-- Opening Marker --

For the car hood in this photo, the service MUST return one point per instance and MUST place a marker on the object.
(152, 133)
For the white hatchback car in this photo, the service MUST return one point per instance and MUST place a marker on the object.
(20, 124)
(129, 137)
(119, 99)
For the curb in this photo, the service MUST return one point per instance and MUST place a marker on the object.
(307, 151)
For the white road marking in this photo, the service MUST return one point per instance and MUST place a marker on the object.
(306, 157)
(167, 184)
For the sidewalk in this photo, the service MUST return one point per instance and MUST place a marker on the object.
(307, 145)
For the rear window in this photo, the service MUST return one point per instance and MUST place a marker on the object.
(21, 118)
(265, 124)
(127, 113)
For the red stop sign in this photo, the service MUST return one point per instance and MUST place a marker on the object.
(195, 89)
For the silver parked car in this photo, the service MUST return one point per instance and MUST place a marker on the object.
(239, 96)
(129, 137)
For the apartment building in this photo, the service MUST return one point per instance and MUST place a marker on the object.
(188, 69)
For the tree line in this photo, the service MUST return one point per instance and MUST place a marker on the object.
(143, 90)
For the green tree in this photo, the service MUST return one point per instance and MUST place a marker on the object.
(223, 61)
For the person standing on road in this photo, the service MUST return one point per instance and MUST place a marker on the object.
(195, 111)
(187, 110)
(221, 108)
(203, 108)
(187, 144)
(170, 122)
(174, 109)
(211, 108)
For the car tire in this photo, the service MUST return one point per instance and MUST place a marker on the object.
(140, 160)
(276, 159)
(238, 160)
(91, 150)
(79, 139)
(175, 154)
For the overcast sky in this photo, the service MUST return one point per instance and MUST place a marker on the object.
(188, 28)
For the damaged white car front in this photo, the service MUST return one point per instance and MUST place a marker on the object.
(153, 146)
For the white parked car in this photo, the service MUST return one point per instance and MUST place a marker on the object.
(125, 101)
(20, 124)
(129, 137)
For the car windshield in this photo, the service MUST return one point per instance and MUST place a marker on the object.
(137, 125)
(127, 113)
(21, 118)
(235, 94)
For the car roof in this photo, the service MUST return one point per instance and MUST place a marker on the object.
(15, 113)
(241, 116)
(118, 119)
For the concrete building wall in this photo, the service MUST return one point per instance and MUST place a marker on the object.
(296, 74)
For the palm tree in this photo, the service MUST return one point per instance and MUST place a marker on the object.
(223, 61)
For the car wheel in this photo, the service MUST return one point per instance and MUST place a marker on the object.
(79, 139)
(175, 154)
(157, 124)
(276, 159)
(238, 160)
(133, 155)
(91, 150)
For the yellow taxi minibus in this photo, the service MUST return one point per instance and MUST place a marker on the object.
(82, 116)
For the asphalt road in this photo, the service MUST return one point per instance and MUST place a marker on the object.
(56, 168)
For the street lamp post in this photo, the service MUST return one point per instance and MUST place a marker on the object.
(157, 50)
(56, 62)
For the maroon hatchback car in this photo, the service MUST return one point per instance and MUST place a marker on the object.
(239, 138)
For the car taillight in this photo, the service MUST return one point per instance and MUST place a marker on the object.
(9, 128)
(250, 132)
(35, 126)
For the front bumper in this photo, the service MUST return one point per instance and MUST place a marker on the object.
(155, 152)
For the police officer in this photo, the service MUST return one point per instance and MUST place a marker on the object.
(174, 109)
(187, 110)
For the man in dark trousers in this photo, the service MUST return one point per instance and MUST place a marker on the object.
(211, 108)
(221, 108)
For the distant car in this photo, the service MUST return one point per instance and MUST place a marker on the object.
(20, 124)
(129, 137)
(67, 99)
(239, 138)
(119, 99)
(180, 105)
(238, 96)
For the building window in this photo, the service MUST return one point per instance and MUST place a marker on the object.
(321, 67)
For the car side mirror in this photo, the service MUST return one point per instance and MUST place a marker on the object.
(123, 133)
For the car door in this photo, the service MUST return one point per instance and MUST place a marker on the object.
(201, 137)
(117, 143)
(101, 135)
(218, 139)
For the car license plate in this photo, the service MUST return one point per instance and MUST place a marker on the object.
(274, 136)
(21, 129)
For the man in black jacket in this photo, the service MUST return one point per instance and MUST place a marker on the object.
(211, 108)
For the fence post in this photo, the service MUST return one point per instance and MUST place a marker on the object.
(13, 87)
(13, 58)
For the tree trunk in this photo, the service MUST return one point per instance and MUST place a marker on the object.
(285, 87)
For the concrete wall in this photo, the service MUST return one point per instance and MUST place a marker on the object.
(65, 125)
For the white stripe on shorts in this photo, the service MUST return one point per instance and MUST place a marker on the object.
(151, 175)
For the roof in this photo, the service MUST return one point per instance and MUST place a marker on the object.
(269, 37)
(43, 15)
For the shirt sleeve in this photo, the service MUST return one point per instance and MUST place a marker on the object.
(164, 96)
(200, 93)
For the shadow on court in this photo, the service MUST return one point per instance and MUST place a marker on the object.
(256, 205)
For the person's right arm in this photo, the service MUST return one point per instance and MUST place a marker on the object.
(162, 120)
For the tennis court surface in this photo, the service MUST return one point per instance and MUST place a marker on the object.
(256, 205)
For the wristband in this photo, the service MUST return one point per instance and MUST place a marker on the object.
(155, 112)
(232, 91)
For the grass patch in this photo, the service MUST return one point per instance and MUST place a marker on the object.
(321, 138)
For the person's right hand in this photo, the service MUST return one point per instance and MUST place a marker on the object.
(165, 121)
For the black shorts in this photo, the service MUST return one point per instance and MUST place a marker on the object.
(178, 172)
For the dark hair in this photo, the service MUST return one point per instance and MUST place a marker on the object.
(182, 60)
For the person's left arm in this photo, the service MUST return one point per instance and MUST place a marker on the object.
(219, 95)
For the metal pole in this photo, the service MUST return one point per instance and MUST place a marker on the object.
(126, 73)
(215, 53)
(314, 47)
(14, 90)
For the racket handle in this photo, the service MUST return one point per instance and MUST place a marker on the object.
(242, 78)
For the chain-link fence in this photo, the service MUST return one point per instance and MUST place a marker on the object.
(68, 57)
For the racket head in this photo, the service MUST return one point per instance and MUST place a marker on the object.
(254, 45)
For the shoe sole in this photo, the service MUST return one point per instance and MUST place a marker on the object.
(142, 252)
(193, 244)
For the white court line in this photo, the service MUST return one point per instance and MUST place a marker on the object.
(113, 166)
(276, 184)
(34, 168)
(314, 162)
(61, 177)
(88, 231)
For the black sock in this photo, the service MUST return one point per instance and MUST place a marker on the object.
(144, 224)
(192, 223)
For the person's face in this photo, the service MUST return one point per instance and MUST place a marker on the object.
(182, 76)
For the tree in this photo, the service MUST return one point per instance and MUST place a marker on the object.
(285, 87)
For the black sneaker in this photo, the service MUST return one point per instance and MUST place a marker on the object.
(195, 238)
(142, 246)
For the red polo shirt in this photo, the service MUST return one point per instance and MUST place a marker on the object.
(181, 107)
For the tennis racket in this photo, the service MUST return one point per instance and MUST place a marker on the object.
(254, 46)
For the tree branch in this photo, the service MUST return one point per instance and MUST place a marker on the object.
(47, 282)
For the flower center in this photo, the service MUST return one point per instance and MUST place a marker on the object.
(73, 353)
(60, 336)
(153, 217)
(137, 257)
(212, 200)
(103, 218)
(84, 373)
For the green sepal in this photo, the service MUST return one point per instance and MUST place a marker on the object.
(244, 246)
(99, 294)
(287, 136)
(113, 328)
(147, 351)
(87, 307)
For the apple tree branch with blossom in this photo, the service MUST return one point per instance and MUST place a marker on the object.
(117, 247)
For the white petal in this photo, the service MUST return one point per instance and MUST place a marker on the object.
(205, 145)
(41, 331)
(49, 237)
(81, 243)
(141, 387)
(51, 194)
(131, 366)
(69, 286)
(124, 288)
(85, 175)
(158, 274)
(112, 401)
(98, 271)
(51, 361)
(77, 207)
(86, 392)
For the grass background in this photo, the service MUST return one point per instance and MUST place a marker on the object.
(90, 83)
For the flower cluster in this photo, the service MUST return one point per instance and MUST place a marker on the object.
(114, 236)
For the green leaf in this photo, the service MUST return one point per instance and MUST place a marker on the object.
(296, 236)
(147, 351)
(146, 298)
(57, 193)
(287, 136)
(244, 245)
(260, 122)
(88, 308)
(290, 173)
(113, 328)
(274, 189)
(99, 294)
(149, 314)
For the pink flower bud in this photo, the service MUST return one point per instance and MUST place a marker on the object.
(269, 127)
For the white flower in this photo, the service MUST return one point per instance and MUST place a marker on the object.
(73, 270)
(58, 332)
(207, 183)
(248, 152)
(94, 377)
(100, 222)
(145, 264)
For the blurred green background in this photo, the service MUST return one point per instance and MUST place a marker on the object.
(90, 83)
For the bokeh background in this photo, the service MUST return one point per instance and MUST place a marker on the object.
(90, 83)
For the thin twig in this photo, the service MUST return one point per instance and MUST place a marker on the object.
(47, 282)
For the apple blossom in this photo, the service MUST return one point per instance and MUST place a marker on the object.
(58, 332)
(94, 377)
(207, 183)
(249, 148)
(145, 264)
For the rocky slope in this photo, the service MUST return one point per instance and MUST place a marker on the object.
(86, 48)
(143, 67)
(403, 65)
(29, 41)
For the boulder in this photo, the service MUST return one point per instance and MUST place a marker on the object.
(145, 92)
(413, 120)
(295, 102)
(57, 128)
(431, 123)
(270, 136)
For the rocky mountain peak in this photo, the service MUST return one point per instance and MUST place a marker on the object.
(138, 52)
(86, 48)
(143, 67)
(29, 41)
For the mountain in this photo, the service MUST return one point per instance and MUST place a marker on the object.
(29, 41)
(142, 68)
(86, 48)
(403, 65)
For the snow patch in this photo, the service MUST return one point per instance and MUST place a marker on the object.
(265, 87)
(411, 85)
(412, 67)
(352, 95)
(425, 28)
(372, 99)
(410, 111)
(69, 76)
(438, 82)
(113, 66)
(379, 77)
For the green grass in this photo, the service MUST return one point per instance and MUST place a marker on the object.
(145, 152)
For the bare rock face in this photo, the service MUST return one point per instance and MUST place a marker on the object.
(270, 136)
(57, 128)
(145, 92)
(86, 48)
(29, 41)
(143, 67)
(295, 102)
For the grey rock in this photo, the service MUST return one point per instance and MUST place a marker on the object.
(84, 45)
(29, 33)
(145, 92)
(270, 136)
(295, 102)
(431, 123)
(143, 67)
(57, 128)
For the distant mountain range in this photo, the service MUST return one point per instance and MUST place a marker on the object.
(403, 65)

-- Closing Marker --

▶ Work request: Set down, word for word and with no other lines, the listing from the line marked by "For the green grass" through its final line.

▶ Exercise result:
For the green grass in this photo, the service MUST return one point per instance and MUST place a marker on the object.
(145, 152)
For the bare rock face in this photo, the service MUST return one point per instance and MUST place a marker on the object.
(270, 136)
(57, 128)
(145, 92)
(86, 48)
(29, 41)
(143, 67)
(295, 102)
For the grey rock in this photo, the service MUST return one point per instance and MUST place a marker on the object.
(84, 45)
(29, 33)
(145, 92)
(270, 136)
(295, 102)
(431, 123)
(143, 67)
(57, 128)
For the distant mountain range in this photo, the service MUST return one point per instance and MUST place a marker on the object.
(403, 65)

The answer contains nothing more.